• _Aim of the task_
All the data should be transcribed exactly, with every line kept.
----
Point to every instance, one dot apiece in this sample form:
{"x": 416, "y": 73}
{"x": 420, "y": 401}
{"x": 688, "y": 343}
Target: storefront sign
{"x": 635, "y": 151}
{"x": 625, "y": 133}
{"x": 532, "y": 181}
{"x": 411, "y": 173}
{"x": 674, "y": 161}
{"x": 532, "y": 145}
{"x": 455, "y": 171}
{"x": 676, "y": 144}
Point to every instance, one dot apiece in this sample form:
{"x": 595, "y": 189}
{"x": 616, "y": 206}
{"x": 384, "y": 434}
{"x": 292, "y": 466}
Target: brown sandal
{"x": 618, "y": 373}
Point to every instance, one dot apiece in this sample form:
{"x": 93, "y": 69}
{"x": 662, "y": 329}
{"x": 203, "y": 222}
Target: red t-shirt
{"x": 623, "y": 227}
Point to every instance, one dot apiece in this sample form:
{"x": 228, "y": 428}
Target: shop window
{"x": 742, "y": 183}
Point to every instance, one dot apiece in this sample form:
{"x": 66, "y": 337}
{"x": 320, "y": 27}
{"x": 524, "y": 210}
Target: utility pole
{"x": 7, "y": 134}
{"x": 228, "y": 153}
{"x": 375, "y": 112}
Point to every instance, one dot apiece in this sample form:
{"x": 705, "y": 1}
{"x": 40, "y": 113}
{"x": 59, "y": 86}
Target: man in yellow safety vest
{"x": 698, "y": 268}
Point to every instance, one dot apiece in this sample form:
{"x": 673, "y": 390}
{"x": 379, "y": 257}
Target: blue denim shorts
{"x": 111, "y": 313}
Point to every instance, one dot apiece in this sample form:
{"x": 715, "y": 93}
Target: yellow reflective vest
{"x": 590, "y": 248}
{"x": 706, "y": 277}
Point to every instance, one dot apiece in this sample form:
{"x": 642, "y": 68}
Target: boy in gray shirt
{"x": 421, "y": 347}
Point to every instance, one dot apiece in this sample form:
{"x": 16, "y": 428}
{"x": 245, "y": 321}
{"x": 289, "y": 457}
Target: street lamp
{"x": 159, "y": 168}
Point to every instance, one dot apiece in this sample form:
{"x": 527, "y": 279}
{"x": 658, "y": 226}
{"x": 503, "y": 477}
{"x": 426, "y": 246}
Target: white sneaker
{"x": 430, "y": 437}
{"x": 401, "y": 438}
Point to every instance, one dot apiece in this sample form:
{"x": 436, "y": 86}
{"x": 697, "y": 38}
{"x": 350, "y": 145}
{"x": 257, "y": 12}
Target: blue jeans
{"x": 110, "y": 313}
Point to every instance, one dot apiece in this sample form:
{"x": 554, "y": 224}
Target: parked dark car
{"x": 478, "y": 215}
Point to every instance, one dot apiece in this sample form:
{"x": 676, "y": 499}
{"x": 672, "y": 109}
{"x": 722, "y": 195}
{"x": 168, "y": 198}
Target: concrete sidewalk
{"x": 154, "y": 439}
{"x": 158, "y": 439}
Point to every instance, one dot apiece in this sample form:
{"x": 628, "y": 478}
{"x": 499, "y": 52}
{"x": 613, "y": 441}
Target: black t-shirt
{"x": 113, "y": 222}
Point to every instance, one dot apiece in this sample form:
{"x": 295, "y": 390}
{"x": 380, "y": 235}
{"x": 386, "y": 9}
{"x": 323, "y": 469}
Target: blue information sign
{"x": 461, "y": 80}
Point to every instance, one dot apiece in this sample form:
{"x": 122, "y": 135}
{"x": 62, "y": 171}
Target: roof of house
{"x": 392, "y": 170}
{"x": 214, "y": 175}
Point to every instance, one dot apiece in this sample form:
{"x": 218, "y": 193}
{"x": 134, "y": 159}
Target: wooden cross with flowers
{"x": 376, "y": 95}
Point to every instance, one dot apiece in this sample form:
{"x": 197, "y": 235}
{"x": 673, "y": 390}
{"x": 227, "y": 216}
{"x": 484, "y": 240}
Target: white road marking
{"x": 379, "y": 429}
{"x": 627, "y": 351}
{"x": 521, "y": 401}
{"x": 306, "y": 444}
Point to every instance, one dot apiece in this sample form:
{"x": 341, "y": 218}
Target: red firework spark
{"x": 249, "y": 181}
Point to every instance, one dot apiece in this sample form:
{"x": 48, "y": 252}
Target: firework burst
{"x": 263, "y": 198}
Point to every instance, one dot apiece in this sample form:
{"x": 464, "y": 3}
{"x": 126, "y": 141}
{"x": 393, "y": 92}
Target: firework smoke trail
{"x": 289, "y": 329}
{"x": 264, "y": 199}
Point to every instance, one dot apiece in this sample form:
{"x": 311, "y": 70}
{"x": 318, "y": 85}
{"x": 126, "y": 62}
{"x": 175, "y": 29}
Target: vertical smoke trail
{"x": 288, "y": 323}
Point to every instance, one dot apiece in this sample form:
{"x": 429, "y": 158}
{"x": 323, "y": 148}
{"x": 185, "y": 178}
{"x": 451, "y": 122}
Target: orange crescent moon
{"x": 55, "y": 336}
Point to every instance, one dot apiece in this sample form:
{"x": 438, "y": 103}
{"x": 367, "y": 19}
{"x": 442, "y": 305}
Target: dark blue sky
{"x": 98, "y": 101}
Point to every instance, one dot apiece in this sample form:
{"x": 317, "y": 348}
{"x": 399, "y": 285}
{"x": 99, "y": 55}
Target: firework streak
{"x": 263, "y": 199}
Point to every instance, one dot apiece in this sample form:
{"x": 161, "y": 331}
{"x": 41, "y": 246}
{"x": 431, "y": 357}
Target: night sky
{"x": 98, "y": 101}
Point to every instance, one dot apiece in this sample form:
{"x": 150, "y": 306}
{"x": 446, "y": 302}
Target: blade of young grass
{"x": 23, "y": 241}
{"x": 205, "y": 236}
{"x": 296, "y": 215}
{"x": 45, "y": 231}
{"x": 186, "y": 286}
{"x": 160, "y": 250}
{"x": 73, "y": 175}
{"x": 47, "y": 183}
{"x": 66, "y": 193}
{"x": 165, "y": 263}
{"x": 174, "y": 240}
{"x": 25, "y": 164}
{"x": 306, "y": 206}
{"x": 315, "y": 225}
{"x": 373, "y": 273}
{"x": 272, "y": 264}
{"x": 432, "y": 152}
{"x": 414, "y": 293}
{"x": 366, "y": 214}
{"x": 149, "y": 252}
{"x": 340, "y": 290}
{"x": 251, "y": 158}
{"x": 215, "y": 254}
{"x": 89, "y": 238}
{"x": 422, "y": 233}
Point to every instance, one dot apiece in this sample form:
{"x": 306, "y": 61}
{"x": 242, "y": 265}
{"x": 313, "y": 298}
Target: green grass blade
----
• _Task solution_
Point to every instance, one dot apiece in this sample form:
{"x": 416, "y": 73}
{"x": 420, "y": 401}
{"x": 688, "y": 343}
Target: storefront sign
{"x": 635, "y": 151}
{"x": 625, "y": 133}
{"x": 532, "y": 181}
{"x": 411, "y": 173}
{"x": 674, "y": 161}
{"x": 532, "y": 145}
{"x": 455, "y": 171}
{"x": 676, "y": 144}
Point to every instance, one dot apiece in this sample form:
{"x": 595, "y": 189}
{"x": 616, "y": 206}
{"x": 384, "y": 434}
{"x": 292, "y": 466}
Target: brown sandal
{"x": 618, "y": 373}
Point to every instance, one dot apiece in this sample form:
{"x": 93, "y": 69}
{"x": 662, "y": 329}
{"x": 203, "y": 222}
Target: red t-shirt
{"x": 623, "y": 227}
Point to every instance, one dot apiece in this sample form:
{"x": 228, "y": 428}
Target: shop window
{"x": 742, "y": 183}
Point to every instance, one dot apiece in this sample form:
{"x": 66, "y": 337}
{"x": 320, "y": 27}
{"x": 524, "y": 210}
Target: utility pole
{"x": 7, "y": 134}
{"x": 228, "y": 153}
{"x": 375, "y": 112}
Point to every instance, one dot apiece in this sample form:
{"x": 705, "y": 1}
{"x": 40, "y": 113}
{"x": 59, "y": 86}
Target: man in yellow safety vest
{"x": 698, "y": 268}
Point to every instance, one dot apiece in this sample form:
{"x": 673, "y": 390}
{"x": 379, "y": 257}
Target: blue denim shorts
{"x": 111, "y": 313}
Point to every instance, one dot apiece in this sample form:
{"x": 715, "y": 93}
Target: yellow reflective vest
{"x": 590, "y": 248}
{"x": 706, "y": 277}
Point to every instance, one dot apiece in this sample form:
{"x": 642, "y": 68}
Target: boy in gray shirt
{"x": 421, "y": 347}
Point to every instance, one dot apiece in this sample form:
{"x": 16, "y": 428}
{"x": 245, "y": 321}
{"x": 289, "y": 457}
Target: street lamp
{"x": 159, "y": 168}
Point to every instance, one dot apiece in this sample form:
{"x": 527, "y": 279}
{"x": 658, "y": 226}
{"x": 503, "y": 477}
{"x": 426, "y": 246}
Target: white sneaker
{"x": 430, "y": 437}
{"x": 401, "y": 438}
Point to every instance, one dot apiece in this sample form:
{"x": 436, "y": 86}
{"x": 697, "y": 38}
{"x": 350, "y": 145}
{"x": 257, "y": 12}
Target: blue jeans
{"x": 110, "y": 313}
Point to every instance, one dot apiece in this sample form:
{"x": 554, "y": 224}
Target: parked dark car
{"x": 478, "y": 215}
Point to every instance, one dot apiece in this sample form:
{"x": 676, "y": 499}
{"x": 672, "y": 109}
{"x": 722, "y": 195}
{"x": 168, "y": 198}
Target: concrete sidewalk
{"x": 154, "y": 439}
{"x": 158, "y": 439}
Point to every instance, one dot apiece in this sample form:
{"x": 628, "y": 478}
{"x": 499, "y": 52}
{"x": 613, "y": 441}
Target: black t-shirt
{"x": 113, "y": 222}
Point to every instance, one dot apiece in this sample form:
{"x": 295, "y": 390}
{"x": 380, "y": 235}
{"x": 386, "y": 9}
{"x": 323, "y": 469}
Target: blue information sign
{"x": 461, "y": 80}
Point to every instance, one dot apiece in this sample form:
{"x": 122, "y": 135}
{"x": 62, "y": 171}
Target: roof of house
{"x": 392, "y": 170}
{"x": 214, "y": 175}
Point to every instance, one dot apiece in this sample form:
{"x": 218, "y": 193}
{"x": 134, "y": 159}
Target: wooden cross with flowers
{"x": 376, "y": 95}
Point to every instance, one dot apiece in this sample form:
{"x": 197, "y": 235}
{"x": 673, "y": 390}
{"x": 227, "y": 216}
{"x": 484, "y": 240}
Target: white road marking
{"x": 379, "y": 429}
{"x": 627, "y": 351}
{"x": 521, "y": 401}
{"x": 306, "y": 444}
Point to every instance, one dot apiece in this sample form:
{"x": 341, "y": 218}
Target: red firework spark
{"x": 249, "y": 181}
Point to every instance, one dot apiece in this sample form:
{"x": 48, "y": 252}
Target: firework burst
{"x": 263, "y": 198}
Point to every instance, one dot apiece in this sample form:
{"x": 464, "y": 3}
{"x": 126, "y": 141}
{"x": 393, "y": 92}
Target: firework smoke trail
{"x": 289, "y": 329}
{"x": 264, "y": 199}
Point to every instance, one dot apiece in this sample form:
{"x": 311, "y": 70}
{"x": 318, "y": 85}
{"x": 126, "y": 62}
{"x": 175, "y": 29}
Target: vertical smoke trail
{"x": 288, "y": 323}
Point to every instance, one dot apiece in this sample form:
{"x": 429, "y": 158}
{"x": 323, "y": 148}
{"x": 185, "y": 178}
{"x": 451, "y": 122}
Target: orange crescent moon
{"x": 55, "y": 336}
Point to every instance, one dot apiece in this sample form:
{"x": 438, "y": 103}
{"x": 367, "y": 19}
{"x": 442, "y": 305}
Target: dark blue sky
{"x": 98, "y": 101}
Point to every instance, one dot apiece in this sample form:
{"x": 317, "y": 348}
{"x": 399, "y": 285}
{"x": 99, "y": 55}
Target: firework streak
{"x": 263, "y": 199}
Point to every instance, one dot apiece in this sample form:
{"x": 161, "y": 331}
{"x": 41, "y": 246}
{"x": 431, "y": 357}
Target: night sky
{"x": 98, "y": 101}
Point to every instance, one dot apiece in this sample form:
{"x": 150, "y": 306}
{"x": 446, "y": 302}
Target: blade of young grass
{"x": 23, "y": 241}
{"x": 205, "y": 236}
{"x": 296, "y": 215}
{"x": 45, "y": 231}
{"x": 186, "y": 286}
{"x": 160, "y": 250}
{"x": 73, "y": 175}
{"x": 47, "y": 183}
{"x": 66, "y": 193}
{"x": 165, "y": 263}
{"x": 174, "y": 240}
{"x": 25, "y": 164}
{"x": 306, "y": 206}
{"x": 315, "y": 225}
{"x": 373, "y": 273}
{"x": 272, "y": 264}
{"x": 432, "y": 152}
{"x": 414, "y": 293}
{"x": 366, "y": 214}
{"x": 149, "y": 252}
{"x": 340, "y": 290}
{"x": 251, "y": 158}
{"x": 215, "y": 254}
{"x": 89, "y": 238}
{"x": 422, "y": 233}
Point to every instance, one dot apiece in this sample form:
{"x": 306, "y": 61}
{"x": 242, "y": 265}
{"x": 313, "y": 298}
Target: green grass blade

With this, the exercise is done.